In the movie when you’re presenting his theories, how much of that do you understand?

Well, I spent a lot of time educating myself.

I suspect it’s harder to be the character if you don’t understand what the character is saying.

Totally. In the four months of prep, as well as doing the physical work, it was meeting one of his old students who is now a professor at Imperial College in London. So he was going into string theory and then he was talking about space-time and I’m like, “No, no, no. Imagine I’m seven.” I went from like hardcore analytic websites to websites for children like, “How to get away with your astronomy homework.”

Could you fake your way through a lecture right now?

A full lecture?

No questions, but Eddie Redmayne is going to teach us something about black holes.

How long would the lecture have to be?

Fifteen minutes.

Oof. [Laughs] Yeah. I think I probably could.

Oh, that’s impressive.

I would give myself six-and-a-half minutes, is probably as much as I can last.

But that’s still impressive. Most people could do zero.

What I love about it is the major thing that’s going on, the major thing you need to know is that in the world there is general relativity – which is Einstein’s thing – all about the big; then you have quantum, all about the small. And those are two concrete theories that seem to work, but the two don’t work together.

It would have been great if during your research you figured it all out.

[Laughs] “Wait a second!”

Smash cut to you winning a Nobel Prize.

Can you imagine if I won the Nobel Prize for physics? “That Redmayne was so method. He actually won the Nobel Prize that Stephen didn’t get.” Stephen would be livid.

You’d lose his approval.

I know. I know. When you play these characters, you do all the work and then a year later you’re promoting them. So, on the flight over, I was reminding myself of the physics. Of course it was absolutely fine in L.A., but it was when I arrived in San Francisco, where of course everyone is uber-tech savvy, and they were all going, “Define general relativity for me?” I’m like, “Really?”

Are you being serious?

Yeah. I was worried five minutes ago that you were going to ask me to give a 15-minute lecture.

No, I don’t want to attend it.

It would be really dull.

I was just curious if you could do it. I wouldn’t buy a ticket. Or if I did, it would just be to report if you did it or not. “Redmayne did it!”

“He lasted 15 minutes.”

When you first heard about this movie, how do you get it in your head that you can play this guy?

That’s the key thing: you never get it in your head.

But how do you know you can play this part? It seems like a specific skill set.

You don’t. Basically, I loved acting as a kid. I did plays. I found it fun. I never trained.

But everyone knows that you can act, this just seems like something completely different.

:::

Problem details –
Rewrite the interview from "You’d lose his" up to and including "a 15-minute lecture.", replacing "approval" with "respect".

:::

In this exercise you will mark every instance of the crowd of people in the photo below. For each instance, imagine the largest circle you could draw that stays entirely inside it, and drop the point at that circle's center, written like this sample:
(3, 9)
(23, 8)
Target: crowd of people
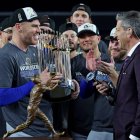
(104, 104)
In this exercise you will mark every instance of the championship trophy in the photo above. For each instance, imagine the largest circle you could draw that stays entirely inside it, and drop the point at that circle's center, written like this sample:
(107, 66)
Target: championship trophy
(54, 54)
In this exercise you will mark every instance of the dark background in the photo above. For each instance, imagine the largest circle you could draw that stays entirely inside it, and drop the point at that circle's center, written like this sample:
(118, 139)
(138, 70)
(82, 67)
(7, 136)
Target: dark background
(103, 11)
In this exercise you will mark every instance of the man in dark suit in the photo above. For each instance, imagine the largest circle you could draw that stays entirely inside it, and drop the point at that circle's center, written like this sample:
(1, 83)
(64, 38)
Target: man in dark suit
(127, 97)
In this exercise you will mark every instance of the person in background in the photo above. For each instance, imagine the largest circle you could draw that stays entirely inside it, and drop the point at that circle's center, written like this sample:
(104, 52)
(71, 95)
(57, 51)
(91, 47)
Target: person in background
(68, 32)
(115, 51)
(5, 36)
(89, 107)
(5, 31)
(18, 66)
(47, 26)
(80, 14)
(126, 97)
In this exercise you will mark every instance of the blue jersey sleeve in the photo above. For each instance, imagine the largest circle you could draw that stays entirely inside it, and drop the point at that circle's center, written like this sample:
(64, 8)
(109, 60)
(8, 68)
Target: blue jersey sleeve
(10, 95)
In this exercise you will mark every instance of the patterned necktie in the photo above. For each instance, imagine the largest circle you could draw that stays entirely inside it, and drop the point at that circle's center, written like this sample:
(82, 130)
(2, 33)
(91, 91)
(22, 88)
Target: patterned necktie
(125, 62)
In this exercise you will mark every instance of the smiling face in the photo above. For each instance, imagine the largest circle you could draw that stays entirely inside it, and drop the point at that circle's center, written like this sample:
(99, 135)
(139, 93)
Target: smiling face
(80, 17)
(89, 41)
(122, 35)
(29, 32)
(72, 38)
(6, 36)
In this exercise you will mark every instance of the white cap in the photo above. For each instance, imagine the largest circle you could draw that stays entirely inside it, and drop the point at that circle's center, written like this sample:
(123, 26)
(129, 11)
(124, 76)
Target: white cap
(88, 27)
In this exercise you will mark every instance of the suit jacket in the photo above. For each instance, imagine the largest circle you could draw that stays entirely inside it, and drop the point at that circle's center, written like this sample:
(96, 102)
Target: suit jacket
(127, 107)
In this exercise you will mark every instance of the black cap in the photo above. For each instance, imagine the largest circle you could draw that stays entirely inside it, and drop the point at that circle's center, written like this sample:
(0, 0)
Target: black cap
(87, 28)
(83, 7)
(6, 23)
(46, 21)
(23, 14)
(68, 26)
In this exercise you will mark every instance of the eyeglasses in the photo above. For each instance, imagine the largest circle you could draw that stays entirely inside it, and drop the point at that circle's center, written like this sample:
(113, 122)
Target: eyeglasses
(8, 31)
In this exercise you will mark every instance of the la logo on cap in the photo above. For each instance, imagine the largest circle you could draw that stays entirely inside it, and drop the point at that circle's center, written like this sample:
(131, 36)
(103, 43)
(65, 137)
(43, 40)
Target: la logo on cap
(30, 13)
(19, 17)
(86, 26)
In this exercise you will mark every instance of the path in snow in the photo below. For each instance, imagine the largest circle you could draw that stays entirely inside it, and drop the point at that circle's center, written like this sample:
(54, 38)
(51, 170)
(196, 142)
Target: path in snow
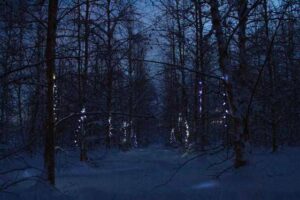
(133, 175)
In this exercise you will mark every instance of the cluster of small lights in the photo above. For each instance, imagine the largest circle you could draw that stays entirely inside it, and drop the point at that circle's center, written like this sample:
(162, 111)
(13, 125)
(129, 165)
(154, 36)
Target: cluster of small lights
(172, 136)
(124, 129)
(200, 95)
(225, 107)
(55, 95)
(110, 126)
(133, 135)
(80, 125)
(187, 133)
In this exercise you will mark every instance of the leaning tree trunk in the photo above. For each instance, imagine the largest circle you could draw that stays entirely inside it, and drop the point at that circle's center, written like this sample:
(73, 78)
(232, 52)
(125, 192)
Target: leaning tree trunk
(49, 156)
(233, 83)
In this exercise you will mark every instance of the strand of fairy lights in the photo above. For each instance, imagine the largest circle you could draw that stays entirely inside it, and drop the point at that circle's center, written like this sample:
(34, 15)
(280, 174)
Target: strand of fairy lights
(55, 95)
(124, 128)
(187, 134)
(80, 127)
(172, 136)
(225, 106)
(200, 95)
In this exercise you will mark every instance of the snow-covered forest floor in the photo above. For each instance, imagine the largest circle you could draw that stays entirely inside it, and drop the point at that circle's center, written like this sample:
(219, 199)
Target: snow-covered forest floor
(160, 173)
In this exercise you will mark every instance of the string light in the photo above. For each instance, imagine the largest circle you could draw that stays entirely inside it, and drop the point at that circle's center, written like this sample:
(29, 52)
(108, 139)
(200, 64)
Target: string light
(55, 98)
(200, 96)
(225, 107)
(110, 128)
(80, 128)
(124, 128)
(172, 136)
(187, 134)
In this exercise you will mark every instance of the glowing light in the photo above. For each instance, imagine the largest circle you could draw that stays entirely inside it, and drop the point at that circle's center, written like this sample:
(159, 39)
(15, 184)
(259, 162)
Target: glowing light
(187, 134)
(172, 136)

:::

Answer box –
You’d lose his respect.

I know. I know. When you play these characters, you do all the work and then a year later you’re promoting them. So, on the flight over, I was reminding myself of the physics. Of course it was absolutely fine in L.A., but it was when I arrived in San Francisco, where of course everyone is uber-tech savvy, and they were all going, “Define general relativity for me?” I’m like, “Really?”

Are you being serious?

Yeah. I was worried five minutes ago that you were going to ask me to give a 15-minute lecture.